### [Do this]
Copy all the material below, exactly as it stands.

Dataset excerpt
* begin *

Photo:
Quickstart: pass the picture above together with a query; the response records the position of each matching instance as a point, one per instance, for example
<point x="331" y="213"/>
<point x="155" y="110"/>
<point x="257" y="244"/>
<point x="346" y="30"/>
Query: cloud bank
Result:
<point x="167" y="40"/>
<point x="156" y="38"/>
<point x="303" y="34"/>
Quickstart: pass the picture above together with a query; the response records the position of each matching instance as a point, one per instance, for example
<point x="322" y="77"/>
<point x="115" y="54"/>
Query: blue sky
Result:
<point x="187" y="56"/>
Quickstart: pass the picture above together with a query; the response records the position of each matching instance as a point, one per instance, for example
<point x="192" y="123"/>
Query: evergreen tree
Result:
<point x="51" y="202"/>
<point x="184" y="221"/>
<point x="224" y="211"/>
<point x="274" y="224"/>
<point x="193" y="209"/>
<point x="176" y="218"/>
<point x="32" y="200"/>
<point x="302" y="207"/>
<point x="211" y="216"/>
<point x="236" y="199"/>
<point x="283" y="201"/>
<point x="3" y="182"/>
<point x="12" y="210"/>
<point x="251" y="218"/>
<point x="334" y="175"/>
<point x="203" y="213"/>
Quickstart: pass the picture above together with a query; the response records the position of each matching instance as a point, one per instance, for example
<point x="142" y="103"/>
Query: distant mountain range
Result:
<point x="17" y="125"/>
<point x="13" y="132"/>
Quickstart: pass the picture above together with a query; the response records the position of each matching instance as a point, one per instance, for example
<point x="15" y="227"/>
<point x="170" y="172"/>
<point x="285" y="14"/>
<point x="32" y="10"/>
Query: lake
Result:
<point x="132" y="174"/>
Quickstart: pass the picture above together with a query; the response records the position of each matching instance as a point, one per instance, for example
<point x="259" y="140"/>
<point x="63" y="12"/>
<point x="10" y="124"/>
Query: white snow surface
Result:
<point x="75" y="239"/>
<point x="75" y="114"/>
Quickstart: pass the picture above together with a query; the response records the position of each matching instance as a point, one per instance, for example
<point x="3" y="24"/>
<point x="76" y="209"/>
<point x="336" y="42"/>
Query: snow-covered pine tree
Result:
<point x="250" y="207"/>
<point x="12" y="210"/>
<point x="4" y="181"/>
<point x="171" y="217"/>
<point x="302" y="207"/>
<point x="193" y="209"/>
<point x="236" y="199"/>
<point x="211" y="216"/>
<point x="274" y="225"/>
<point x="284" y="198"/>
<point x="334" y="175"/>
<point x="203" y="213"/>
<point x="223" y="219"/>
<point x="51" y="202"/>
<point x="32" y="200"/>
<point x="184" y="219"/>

* end *

### [The response]
Photo:
Quickstart: pass the picture above together with a query; the response records the position of each matching instance as a point, one per instance, for example
<point x="331" y="213"/>
<point x="155" y="110"/>
<point x="257" y="244"/>
<point x="346" y="30"/>
Query: cloud bank
Result:
<point x="167" y="40"/>
<point x="156" y="38"/>
<point x="303" y="34"/>
Quickstart: pass the picture above together with a query; the response records the position of each matching instance as a point, one per instance, for example
<point x="322" y="77"/>
<point x="115" y="54"/>
Query: blue sky
Result:
<point x="187" y="56"/>
Quickstart: pass the picture above together with a query; the response records the position of each matching instance as a point, one per instance, for example
<point x="192" y="123"/>
Query: evergreen tree
Result:
<point x="51" y="202"/>
<point x="184" y="221"/>
<point x="224" y="211"/>
<point x="274" y="224"/>
<point x="193" y="209"/>
<point x="176" y="218"/>
<point x="32" y="200"/>
<point x="302" y="207"/>
<point x="211" y="216"/>
<point x="236" y="199"/>
<point x="283" y="201"/>
<point x="3" y="182"/>
<point x="12" y="210"/>
<point x="251" y="218"/>
<point x="334" y="175"/>
<point x="203" y="213"/>
Quickstart: pass the picture above together with a query; the response records the position of each matching instance as a point, one per instance, for example
<point x="142" y="103"/>
Query: distant mountain range
Result:
<point x="17" y="125"/>
<point x="13" y="132"/>
Quickstart: pass the picture above together with a query; the response records the position of each matching instance as a point, one per instance, for example
<point x="15" y="227"/>
<point x="170" y="172"/>
<point x="285" y="14"/>
<point x="32" y="10"/>
Query: lake
Result:
<point x="132" y="174"/>
Quickstart: pass the picture above together with a query; the response records the position of each matching instance as a point, one per instance, for example
<point x="259" y="140"/>
<point x="63" y="12"/>
<point x="10" y="124"/>
Query: white snow surface
Result:
<point x="75" y="239"/>
<point x="75" y="114"/>
Quickstart: pass the picture above together with a query; the response records the position of each matching instance as a point, one per instance, for example
<point x="3" y="24"/>
<point x="76" y="209"/>
<point x="336" y="42"/>
Query: snow-covered pine tree
Result:
<point x="250" y="207"/>
<point x="12" y="210"/>
<point x="4" y="181"/>
<point x="171" y="217"/>
<point x="302" y="207"/>
<point x="193" y="209"/>
<point x="236" y="199"/>
<point x="211" y="216"/>
<point x="274" y="225"/>
<point x="284" y="198"/>
<point x="334" y="175"/>
<point x="203" y="213"/>
<point x="223" y="219"/>
<point x="51" y="202"/>
<point x="32" y="200"/>
<point x="184" y="219"/>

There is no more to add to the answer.